Data shown —
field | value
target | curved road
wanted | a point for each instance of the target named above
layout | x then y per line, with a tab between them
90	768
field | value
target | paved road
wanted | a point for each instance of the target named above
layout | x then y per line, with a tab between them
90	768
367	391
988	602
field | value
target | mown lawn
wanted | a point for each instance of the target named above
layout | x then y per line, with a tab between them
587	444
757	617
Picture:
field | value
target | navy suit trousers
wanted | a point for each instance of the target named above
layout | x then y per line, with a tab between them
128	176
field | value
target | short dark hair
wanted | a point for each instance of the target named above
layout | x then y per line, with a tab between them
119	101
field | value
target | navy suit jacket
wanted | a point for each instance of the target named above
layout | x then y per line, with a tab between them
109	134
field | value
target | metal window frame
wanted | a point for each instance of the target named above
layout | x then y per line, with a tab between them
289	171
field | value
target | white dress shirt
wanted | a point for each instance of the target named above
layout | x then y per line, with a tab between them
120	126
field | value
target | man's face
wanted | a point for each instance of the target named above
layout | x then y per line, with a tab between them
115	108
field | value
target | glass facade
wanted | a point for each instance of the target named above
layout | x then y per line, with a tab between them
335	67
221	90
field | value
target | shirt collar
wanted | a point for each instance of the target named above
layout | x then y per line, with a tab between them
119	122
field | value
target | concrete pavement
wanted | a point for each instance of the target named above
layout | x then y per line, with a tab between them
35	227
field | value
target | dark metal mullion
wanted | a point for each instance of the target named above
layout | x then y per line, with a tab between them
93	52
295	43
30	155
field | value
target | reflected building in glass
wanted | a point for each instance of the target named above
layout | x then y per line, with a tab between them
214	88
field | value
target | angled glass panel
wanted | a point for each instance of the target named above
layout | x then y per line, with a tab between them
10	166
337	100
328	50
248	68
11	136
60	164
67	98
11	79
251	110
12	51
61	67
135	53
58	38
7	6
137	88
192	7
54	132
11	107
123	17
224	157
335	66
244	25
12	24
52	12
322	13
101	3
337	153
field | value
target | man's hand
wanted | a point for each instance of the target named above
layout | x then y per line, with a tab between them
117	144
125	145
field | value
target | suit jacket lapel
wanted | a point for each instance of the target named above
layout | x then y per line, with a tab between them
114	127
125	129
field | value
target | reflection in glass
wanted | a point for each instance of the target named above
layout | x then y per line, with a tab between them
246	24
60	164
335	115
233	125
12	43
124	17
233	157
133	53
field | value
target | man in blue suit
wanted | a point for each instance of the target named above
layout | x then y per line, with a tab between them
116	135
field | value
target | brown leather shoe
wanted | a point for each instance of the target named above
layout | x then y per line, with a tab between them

What is being asked —
Copy each line of the data that contains the word "shirt", leaving the other lines out.

Result of the exercise —
target | white dress shirt
target | shirt collar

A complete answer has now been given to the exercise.